# repairing a wrong routing



## Shuja (Feb 10, 2014)

New to routing. I was making a groove. Unfortunately I overshot the line. How can I repair it? I want-to either wax the final product or varnish it. I dont want to paint it. somebody help.


----------



## Case101 (Jun 29, 2013)

need more info, picture?


----------



## FellingStudio (Oct 17, 2013)

You need to replace the wood or make a new part or incorporate the mistake into your design.

Replace the wood by using a filler product of some type (the mistake will be obvious) or by gluing in a piece of wood (which will be less obvious). If you choose to glue in a piece of wood it can be done almost invisibly if you choose a patch that matches in color and grain. Hopefully you have some leftover stock to pick from. This type of repair is called a Dutchman, google it, I expect that you will find some good tips.


----------



## BinghamtonEd (Nov 30, 2011)

I did something similar when I routed the wrong side of the line for a hinge mortise on a baby gate. I think a groove might be even easier to fix, so that's good. I'm assuming by overshot, you mean the groove is too wide. If the side you overshot on is not a smooth square edge, use the router to make one. Glue in a strip of the same wood, try to match color and grain direction as much as possible, then sand/plane it flush. Then, re-rout the groove as you intended it to be, like you never even made that mistake. When I fixed my mortise, it was in walnut, I chiseled the error square, then cut a patch to fit in the square. You wouldn't notice it unless I pointed it out (also helps that it's hidden most of the time). Chances are, assuming the groove it set to accept a shelf or something, it'll be in a corner where it's even less noticeable.


----------



## a1Jim (Aug 9, 2008)

As Ed said the best thing to repair wood is wood. When patching wood take extra time to match the grain and wood color and have an exact fit, that can make your repair almost invisible


----------



## Shuja (Feb 10, 2014)

Yes .Thank you all. When I said I overshot I mean I did not turn soon enough to make a rectangular decorative groove. Sorry I could not upload a picture.


----------



## Shuja (Feb 10, 2014)

this is the photo


----------



## BinghamtonEd (Nov 30, 2011)

That one might be a tough fix, it looks like some pretty pronounced grain that will be on an exposed portion, and looks like it's already glued up. If you have a piece cut off from the end of that board, you may be able to match the grain. I'd still rout entirely across the piece for the patch, I think it'll be less noticeable than trying to square up the end of the groove and get a piece to fit perfectly.

DATASET ENTRIES -
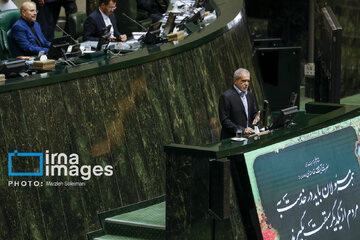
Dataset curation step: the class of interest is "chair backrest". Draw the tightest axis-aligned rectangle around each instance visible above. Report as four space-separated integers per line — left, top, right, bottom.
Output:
0 9 20 59
68 12 87 42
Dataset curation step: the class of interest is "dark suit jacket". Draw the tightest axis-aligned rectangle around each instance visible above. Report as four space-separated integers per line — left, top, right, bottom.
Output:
84 9 120 41
219 87 258 139
9 18 51 57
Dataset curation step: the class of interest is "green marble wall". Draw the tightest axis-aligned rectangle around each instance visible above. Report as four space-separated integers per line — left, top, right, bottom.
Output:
0 3 263 240
328 0 360 96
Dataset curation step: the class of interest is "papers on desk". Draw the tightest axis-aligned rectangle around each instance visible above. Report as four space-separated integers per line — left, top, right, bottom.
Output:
132 32 146 40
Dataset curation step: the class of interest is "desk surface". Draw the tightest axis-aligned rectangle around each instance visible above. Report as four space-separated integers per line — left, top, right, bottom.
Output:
0 0 243 92
165 105 360 158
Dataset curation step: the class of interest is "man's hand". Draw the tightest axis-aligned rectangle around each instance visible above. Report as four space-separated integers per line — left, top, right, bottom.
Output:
253 111 260 125
244 127 254 134
120 34 127 42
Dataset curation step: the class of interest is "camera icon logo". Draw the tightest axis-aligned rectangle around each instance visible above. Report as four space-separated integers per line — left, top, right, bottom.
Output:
8 150 43 176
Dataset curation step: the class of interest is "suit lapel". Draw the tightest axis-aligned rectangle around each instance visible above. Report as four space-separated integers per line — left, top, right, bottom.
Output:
97 9 106 29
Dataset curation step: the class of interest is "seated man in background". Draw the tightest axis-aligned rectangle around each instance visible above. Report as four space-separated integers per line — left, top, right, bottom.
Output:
9 2 51 57
219 68 260 139
84 0 127 42
136 0 169 23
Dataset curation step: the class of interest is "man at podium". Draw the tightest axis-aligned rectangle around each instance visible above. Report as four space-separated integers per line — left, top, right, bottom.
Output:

YOUR TASK -
Reproduce the part of the routing repair thread starting at "this is the" and ending at "to fit perfectly.". The material plays no part in this.

THE REPLY -
this is the photo


----------



## BinghamtonEd (Nov 30, 2011)

That one might be a tough fix, it looks like some pretty pronounced grain that will be on an exposed portion, and looks like it's already glued up. If you have a piece cut off from the end of that board, you may be able to match the grain. I'd still rout entirely across the piece for the patch, I think it'll be less noticeable than trying to square up the end of the groove and get a piece to fit perfectly.